───── DATA PROVIDED ─────

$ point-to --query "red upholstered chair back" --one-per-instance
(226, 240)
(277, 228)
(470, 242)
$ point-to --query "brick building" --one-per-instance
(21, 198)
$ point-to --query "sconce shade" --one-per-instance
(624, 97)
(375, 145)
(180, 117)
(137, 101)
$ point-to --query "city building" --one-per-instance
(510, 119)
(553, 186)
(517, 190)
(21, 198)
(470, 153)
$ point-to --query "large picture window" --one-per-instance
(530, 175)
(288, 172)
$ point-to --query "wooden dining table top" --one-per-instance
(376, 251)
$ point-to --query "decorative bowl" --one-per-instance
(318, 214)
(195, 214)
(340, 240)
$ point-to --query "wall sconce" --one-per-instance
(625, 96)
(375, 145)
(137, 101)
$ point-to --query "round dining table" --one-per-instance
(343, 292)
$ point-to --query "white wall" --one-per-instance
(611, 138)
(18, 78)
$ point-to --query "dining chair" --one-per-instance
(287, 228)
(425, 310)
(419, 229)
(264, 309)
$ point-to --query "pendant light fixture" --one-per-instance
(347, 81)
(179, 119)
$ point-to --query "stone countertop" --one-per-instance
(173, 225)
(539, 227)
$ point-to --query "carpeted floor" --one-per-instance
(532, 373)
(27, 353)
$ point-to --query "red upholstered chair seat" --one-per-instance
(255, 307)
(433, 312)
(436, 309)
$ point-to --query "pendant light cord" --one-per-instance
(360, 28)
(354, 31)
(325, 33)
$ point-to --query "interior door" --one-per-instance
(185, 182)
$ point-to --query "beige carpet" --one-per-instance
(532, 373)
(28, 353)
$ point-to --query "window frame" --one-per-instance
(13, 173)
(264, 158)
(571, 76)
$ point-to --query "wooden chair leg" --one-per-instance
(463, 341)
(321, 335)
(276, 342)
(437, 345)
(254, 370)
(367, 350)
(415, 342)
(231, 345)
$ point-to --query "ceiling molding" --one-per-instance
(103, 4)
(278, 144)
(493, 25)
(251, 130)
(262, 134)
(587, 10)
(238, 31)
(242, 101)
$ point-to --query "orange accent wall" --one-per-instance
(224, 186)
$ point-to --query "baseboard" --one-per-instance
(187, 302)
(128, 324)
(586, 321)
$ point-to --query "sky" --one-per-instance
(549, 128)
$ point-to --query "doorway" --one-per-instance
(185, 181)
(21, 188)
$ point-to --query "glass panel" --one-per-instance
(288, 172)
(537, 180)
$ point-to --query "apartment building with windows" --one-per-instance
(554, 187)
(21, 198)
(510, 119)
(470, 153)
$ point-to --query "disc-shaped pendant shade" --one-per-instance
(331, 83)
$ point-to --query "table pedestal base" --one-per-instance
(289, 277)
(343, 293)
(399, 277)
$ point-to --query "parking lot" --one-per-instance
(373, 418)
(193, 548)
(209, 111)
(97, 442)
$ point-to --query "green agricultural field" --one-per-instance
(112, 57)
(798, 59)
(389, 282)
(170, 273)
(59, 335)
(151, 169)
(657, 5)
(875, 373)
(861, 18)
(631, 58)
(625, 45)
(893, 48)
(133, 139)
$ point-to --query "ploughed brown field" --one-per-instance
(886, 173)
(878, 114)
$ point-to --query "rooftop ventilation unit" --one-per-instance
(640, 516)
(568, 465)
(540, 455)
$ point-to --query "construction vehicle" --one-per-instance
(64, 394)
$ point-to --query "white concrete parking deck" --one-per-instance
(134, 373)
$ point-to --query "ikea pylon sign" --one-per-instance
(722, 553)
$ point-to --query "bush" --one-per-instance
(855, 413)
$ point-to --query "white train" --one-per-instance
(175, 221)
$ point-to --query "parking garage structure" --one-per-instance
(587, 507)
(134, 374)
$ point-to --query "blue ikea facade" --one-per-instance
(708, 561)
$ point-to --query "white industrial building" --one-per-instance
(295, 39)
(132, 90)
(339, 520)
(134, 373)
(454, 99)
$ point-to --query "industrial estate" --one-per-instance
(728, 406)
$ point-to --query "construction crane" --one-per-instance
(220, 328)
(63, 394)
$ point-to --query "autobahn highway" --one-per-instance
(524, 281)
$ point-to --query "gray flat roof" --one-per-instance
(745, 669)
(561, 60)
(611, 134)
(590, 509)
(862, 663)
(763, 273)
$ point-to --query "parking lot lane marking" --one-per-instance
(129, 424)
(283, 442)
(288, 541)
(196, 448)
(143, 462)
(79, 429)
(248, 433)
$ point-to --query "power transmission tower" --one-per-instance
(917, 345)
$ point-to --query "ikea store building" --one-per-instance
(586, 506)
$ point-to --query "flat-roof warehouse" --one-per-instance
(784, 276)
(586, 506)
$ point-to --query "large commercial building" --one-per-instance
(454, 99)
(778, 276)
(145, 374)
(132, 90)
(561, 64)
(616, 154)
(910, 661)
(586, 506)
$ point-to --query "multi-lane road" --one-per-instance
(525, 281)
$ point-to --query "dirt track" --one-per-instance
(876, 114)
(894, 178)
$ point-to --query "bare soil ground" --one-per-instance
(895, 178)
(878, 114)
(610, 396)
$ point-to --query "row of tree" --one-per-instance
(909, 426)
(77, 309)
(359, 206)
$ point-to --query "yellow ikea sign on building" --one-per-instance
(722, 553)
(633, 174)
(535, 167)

─────

DIRECTIONS — Retype exactly, please, each line from the line that contains "ikea sign on" through the last line of the entries above, with nothing added.

SOLVED EXERCISE —
$ point-to --query "yellow ikea sign on building" --one-per-instance
(722, 553)
(633, 174)
(535, 167)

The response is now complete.